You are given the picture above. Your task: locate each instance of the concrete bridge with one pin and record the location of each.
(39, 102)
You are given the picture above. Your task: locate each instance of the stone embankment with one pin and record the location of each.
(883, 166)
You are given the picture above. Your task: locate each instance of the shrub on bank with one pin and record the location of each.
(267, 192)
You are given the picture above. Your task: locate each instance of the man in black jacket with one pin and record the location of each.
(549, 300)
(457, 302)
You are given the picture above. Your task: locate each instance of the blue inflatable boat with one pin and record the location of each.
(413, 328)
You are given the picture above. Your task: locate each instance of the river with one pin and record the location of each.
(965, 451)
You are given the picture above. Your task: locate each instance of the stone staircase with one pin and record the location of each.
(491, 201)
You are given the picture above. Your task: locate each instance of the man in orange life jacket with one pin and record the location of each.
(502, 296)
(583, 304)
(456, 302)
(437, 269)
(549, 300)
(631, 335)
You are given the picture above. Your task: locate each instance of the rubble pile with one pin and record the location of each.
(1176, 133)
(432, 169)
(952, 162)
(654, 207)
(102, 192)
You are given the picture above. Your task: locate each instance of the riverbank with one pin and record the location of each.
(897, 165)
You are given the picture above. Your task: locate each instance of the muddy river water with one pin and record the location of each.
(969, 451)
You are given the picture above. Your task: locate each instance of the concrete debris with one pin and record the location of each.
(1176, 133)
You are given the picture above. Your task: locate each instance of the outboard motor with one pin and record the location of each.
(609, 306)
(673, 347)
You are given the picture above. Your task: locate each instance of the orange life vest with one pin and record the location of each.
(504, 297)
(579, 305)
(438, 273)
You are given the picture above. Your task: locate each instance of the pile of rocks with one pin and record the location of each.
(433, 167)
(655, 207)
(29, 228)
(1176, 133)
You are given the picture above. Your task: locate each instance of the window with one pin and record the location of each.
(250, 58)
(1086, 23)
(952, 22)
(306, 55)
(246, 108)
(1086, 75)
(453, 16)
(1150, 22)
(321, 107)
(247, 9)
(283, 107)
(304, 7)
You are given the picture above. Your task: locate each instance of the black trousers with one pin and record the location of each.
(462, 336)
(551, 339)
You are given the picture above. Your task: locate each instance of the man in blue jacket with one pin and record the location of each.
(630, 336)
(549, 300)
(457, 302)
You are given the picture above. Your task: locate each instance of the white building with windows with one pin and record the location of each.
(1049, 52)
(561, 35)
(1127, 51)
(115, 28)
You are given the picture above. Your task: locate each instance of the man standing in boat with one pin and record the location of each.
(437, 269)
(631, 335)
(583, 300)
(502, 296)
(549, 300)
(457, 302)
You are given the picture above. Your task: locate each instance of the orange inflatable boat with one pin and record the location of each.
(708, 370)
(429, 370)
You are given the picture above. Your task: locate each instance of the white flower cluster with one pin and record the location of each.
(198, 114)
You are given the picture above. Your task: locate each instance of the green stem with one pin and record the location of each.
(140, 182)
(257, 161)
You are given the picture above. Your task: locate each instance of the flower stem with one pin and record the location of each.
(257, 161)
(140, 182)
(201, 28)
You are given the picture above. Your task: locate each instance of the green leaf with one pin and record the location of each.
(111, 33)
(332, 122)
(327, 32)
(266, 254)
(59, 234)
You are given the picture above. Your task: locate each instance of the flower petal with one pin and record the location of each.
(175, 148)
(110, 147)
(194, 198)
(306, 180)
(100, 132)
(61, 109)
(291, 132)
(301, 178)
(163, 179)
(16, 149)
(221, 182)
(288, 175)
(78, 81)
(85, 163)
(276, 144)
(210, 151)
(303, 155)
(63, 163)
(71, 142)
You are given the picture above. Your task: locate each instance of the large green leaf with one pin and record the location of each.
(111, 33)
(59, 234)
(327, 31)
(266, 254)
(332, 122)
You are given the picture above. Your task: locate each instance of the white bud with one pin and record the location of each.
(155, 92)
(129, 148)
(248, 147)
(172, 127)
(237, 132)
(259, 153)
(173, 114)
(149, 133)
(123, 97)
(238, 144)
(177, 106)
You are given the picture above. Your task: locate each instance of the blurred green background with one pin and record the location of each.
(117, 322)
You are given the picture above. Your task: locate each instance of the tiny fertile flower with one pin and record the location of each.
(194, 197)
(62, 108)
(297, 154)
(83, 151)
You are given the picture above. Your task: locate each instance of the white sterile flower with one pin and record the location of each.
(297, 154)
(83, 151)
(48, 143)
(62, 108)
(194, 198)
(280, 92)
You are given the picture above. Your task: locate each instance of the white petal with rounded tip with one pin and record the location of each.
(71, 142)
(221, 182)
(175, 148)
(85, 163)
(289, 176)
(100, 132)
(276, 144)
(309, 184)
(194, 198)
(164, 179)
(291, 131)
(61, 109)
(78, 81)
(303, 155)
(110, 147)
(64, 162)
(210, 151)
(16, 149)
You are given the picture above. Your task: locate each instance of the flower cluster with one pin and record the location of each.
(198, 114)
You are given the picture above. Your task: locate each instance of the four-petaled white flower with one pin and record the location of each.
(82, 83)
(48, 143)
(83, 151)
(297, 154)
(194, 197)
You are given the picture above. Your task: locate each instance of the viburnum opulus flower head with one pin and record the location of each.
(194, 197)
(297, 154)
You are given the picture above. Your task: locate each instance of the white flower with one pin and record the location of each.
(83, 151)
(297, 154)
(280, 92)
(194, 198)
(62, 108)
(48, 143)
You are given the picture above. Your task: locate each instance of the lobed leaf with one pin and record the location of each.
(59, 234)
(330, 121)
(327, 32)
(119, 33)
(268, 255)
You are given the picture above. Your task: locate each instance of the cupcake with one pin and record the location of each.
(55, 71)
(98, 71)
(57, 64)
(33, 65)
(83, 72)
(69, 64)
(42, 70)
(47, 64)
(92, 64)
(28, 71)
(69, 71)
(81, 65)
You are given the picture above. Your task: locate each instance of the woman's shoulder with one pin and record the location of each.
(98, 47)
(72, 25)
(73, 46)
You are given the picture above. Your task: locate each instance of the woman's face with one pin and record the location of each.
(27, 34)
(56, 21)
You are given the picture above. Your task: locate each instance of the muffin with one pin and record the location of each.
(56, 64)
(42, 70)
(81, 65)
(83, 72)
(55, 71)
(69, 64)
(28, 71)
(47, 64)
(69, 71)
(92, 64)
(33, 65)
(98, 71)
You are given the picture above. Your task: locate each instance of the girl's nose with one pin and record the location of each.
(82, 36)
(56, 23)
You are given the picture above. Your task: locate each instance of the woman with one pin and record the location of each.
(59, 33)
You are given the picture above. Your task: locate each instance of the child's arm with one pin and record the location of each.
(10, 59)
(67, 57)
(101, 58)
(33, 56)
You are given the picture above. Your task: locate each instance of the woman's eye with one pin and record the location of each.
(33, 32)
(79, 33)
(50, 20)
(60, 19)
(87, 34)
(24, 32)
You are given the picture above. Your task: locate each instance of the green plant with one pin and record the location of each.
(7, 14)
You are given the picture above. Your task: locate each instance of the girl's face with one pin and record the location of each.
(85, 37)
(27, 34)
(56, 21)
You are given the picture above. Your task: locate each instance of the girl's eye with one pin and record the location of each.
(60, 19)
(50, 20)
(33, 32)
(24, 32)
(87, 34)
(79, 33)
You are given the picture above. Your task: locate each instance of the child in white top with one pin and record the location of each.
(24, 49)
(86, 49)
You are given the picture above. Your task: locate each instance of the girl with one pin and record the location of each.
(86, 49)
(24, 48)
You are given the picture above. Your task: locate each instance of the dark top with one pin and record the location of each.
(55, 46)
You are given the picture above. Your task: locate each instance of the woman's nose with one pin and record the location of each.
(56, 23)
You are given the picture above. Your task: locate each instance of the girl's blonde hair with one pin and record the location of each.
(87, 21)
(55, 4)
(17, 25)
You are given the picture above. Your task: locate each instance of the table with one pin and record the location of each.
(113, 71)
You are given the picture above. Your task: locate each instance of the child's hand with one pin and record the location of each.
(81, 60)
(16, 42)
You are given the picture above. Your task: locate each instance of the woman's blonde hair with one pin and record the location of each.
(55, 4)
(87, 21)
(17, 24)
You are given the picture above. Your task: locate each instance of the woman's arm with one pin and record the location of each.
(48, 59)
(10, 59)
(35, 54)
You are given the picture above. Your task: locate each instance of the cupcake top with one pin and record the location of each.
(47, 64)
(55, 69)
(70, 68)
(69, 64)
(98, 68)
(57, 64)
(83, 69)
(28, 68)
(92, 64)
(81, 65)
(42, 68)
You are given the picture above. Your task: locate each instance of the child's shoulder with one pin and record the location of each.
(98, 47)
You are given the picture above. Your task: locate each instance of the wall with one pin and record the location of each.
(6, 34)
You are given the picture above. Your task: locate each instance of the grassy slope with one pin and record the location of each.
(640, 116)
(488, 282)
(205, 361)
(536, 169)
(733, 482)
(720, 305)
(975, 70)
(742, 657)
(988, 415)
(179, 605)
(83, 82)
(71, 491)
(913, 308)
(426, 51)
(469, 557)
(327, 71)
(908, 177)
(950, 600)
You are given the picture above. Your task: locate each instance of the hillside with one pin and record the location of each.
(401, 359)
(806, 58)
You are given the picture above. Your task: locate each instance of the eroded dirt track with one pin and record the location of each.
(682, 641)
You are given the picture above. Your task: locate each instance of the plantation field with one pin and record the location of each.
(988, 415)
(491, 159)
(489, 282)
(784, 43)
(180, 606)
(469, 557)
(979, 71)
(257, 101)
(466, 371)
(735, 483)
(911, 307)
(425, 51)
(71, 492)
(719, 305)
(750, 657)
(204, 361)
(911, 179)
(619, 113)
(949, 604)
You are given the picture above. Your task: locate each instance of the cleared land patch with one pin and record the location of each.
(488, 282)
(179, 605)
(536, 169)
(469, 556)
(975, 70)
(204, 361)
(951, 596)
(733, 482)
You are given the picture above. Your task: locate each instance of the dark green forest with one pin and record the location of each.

..............................

Task brief ->
All lines from the one that holds "of the plantation" to the end of the entries above must be transcribed exactly, both ends included, and no others.

Task response ->
You are given the picture above. Your task: locate each instance of the plantation field with one pin and record the location of each.
(988, 415)
(491, 159)
(489, 282)
(784, 43)
(180, 606)
(469, 557)
(979, 71)
(257, 101)
(466, 371)
(735, 483)
(911, 307)
(425, 51)
(71, 492)
(719, 305)
(750, 657)
(204, 361)
(911, 179)
(619, 113)
(949, 604)
You are given the picture above. Your task: locate each instance of the cleared land patch with one pin and record the location of each.
(488, 282)
(179, 605)
(536, 169)
(469, 556)
(975, 70)
(204, 361)
(951, 596)
(733, 482)
You are given the picture above. Your task: locate each instance of the dark green forest with one pin and record the location of each.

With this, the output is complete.